▶ DOCUMENT EXTRACT:
BEGIN
One of the things you have to consider when living and moving overseas is your pet. The State Department won’t directly pay to ship your animals like it will your car and your household effects, but you do get a lump sum Foreign Transfer Allowance to help compensate for additional travel costs likes excess baggage fees or pets.
For most countries, importing a pet is simply a matter of paperwork and application fees. For Belize, our cat had to have a health certificate from the vet and a permit granted by the Belize Agricultural Health Authority. The General Services Officer (GSO) at post helped pass the forms back and forth. Then we had to make a flight reservation for her so that she could travel in the cabin with us. Only a few animals can travel in the cabin at a time, and spaces are granted on a first-come-first-served basis.
However, there are a few countries in the world that have a MUCH stricter immigration policy. Most, if not all of them, are quiet isolated islands that are rabies free. And they don’t want you and your scurvy little pet being the first ones to bring it into the country. England is on one of those islands.
I was hoping to get super detailed information from the embassy in London on how to import our pet. But they basically directed me to the same website that anyone can go to, which is the Pet Travel Scheme page of the Department for Environment, Food & Rural Affairs (DEFRA).
It’s pretty well laid out. But I found it helpful to actually create my own step-by-step list of what to do and when. The last thing you want to do is show up in the UK with your pet and have it put into quarantine because you didn’t follow the steps correctly. The good news is that as of January 2012 quarantine is no longer mandatory!! It used to be a devastatingly long six months no matter what, which would be ¼ of your tour. Now you can avoid it completely if you do the legwork in advance. Here’re the basics:
- Have your pet microchipped – Before any of the other procedures for pet travel are carried out, your pet must be fitted with a microchip so it can be properly identified.
- Have your pet vaccinated – After the microchip has been fitted your pet must be vaccinated against rabies. There is no exemption to this requirement, even if your pet has a current rabies vaccination. Rabies boosters must be kept up to date.
- Arrange a blood test – After your pet has been vaccinated, it must be blood tested to make sure the vaccine has given it a satisfactory level of protection against rabies. The blood sample must be taken at least 30 days after vaccination. There is no exemption from this requirement: If a blood test was carried out without the 30-day interval (which would have been acceptable prior to January 2012), a further blood test will have to be carried out. The length of the waiting period before entry to the UK is three calendar months from the date your vet took the blood sample that led to a satisfactory test result. When calculating the waiting periods between vaccination and blood test, and between blood test and entry into the UK, the date that the vaccination or blood test was carried out is counted as day 0 and not day 1. Send the blood sample to one of two approved labs in the UK.
- Get pet travel documentation –You will need to obtain an official third country veterinary certificate. If you’re going to training or on home leave in the States, this will be done by a vet in the US.
END
▶ RECORDS PROVIDED:
BEGIN
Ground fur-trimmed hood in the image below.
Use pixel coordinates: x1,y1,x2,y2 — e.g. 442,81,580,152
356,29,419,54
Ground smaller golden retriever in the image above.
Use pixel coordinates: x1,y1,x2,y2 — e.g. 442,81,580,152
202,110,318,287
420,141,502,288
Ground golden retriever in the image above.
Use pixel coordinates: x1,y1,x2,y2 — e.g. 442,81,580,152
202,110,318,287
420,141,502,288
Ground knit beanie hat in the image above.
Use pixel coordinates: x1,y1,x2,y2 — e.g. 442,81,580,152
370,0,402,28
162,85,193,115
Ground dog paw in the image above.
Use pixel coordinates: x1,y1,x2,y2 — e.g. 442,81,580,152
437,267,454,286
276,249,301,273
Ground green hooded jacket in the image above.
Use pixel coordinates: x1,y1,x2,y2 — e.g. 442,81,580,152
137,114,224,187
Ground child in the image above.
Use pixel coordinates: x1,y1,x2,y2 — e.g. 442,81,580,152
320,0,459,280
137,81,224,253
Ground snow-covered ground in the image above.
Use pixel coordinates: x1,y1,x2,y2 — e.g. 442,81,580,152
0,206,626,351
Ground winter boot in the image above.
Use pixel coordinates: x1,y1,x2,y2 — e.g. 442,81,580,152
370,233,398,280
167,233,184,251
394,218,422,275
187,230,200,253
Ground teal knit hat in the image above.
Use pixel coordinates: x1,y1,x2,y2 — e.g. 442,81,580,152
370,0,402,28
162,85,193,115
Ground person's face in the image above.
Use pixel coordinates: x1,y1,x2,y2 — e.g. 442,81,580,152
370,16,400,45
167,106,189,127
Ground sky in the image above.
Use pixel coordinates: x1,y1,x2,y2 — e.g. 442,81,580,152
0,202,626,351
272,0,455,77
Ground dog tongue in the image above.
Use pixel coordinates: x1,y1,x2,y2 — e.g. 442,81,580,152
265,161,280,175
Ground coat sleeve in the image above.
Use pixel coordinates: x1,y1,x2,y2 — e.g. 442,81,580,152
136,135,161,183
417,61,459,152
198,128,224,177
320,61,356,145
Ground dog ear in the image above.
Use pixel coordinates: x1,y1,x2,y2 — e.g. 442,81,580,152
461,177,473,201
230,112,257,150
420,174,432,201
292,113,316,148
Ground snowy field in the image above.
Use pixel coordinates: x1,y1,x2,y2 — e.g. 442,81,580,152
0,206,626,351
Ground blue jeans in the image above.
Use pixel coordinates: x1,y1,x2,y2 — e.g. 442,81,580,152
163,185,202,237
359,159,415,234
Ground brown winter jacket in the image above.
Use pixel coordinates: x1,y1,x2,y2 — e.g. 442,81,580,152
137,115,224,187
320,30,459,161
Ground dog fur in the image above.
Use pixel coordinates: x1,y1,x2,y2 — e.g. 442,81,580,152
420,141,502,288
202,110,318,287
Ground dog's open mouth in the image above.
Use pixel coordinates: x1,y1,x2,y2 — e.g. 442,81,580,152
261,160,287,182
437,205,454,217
END
▶ APPLY WHAT YOU READ:
- A) Reproduce the passage on moving a pet overseas from "I was hoping" up to and including "Rural Affairs (DEFRA).".
- B) Carry on the passage on moving a pet overseas from the point where it stops.
Nothing in the records is required here.

▶ RESPONSES IN ORDER:
- A)
I was hoping to get super detailed information from the embassy in London on how to import our pet. But they basically directed me to the same website that anyone can go to, which is the Pet Travel Scheme page of the Department for Environment, Food & Rural Affairs (DEFRA).

- B)
- Contact the United States Department of Agriculture (USDA) to find out if you need to make an appointment or if you can just walk your paper work through just prior to shipping. All the paper work that your vet fills out must be reviewed by the USDA and stamped just prior to shipment of your pet.
- Arrange for your animal to travel with an approved transport company on an authorised route – Your pet must enter the UK with an approved transport company on an authorised route.
- Make sure that if you are using your own pet crate for shipping, that you have acquired the proper crate well in advance of the shipping date. There are strict regulations on what type of crate may be used and how big a crate must be for the size of animal being shipped.
- If you are not taking the animal to the airport, make sure that the person taking the animal for you knows where to take your pet. Most airports have a specific location within the airfreight area where animals are taken for boarding. Before your animal is shipped, an air freight inspector will review all of your paper work to ensure that everything is in order.
- Pick up your animal at Heathrow. There are several companies that specialize in animal transport in the London area and can make arrangements for your animal to be picked up and delivered, or you can wait the three hours at the airport for your pet to be processed through customs. The cost is between $150 and $350 per animal depending on where you live and what time of the week your pet arrives.
With all that in mind, choose your airline carefully. American flight carriers are usually pretty good about transporting pets overseas…in cabin, as accompanied baggage in the hold, or as manifest cargo. We usually try to avoid sending our pet as manifest cargo because it’s a much longer and more expensive process. If you can’t take them in the cabin, they can at least pop out the other end with your luggage as accompanied baggage.
But if you’re heading to a strict immigration country, the airline might not allow pets at all. American Airlines is one of those. So make sure you check with the airline directly. We’re planning on traveling with United, and they will only accept pets as manifest cargo into the UK.
Also, if you are currently overseas and transferring between posts via the US, don’t forget that you have to have a health permit from a vet in your host country to get back into the US as well.